§ ОТРЫВОК ТЕКСТА
Михаил Семеновский - Тайная канцелярия при Петре Великом
Еще в период юности Виллим Иванович проводил многие часы за подбором рифм к какому-нибудь «ненаглядному купидону», к «ангелу души», к какой-нибудь «слободской» красавице Амалии. Подойдем к нему, посмотрим, что он выводит пером на лоскутках записной тетради. Какие-то отдельные слова, разумеется, на немецком языке; это остов будущего послания: «Мое сердце… ранено… отчего… раз вечером… о Амалия!.. Мое сердце – Амалия… влюблено… до смерти… прощай, мой ангел…» Страсть, романический вечер, раненое сердце, разлука – все это материал к сентиментальному посланию. Но оно не сразу составляется; ему предшествуют отрывочные строчки: «Ничего нет вечного на свете – но та, которую я люблю, должна быть вечна… Мое сердце с твоим всегда будет едино!.. Моя любовь – мое горе, так как с тобой я редко вижусь…» И вот слагаются наконец немецкие куплетцы следующего, в прозаическом переводе, содержания.

§ СОБРАННЫЕ ДАННЫЕ
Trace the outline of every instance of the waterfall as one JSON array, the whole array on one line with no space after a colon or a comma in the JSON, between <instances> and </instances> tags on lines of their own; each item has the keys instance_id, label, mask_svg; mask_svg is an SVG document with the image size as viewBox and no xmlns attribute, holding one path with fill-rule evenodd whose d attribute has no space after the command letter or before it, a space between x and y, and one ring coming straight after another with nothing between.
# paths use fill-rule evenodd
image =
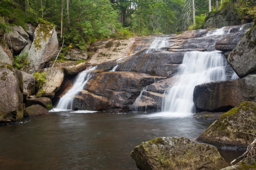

§ ЗАДАНИЕ
Допишите продолжение отрывка о том, как Виллим Иванович сочинял любовные стихи, начиная сразу после его последнего предложения.

§ РЕЗУЛЬТАТ
«…Куда исчезла моя свобода? Я сам не свой, не знаю, зачем стою, не знаю, куда иду… Какую силу назначила мне судьба народов? Начатое мною заставляет надеяться… Но к чему послужат мои речи, мои жалобы? Я волнуюсь: то думаю, что сбудется мое желание, то вновь сомневаюсь…» и
«Вы, чувства, которыя мне
Одно несчастье за другим причиняете,
Вы указываете, вы мне восхваляете
Красоту моего светила!
Оно, светило это, мне и улыбнулось,
Но вы же, чувства, его затемняете…
Но я должен думать, что все мое огорченье
Предопределено, – так бывает в свете!»
В придворной жизни Монса ждали радостные улыбки не одного светила: молодой красавец камер-юнкер скоро занял видное место между львами катерининских камер-фрау, фрейлин и разных близких к государыне аристократок.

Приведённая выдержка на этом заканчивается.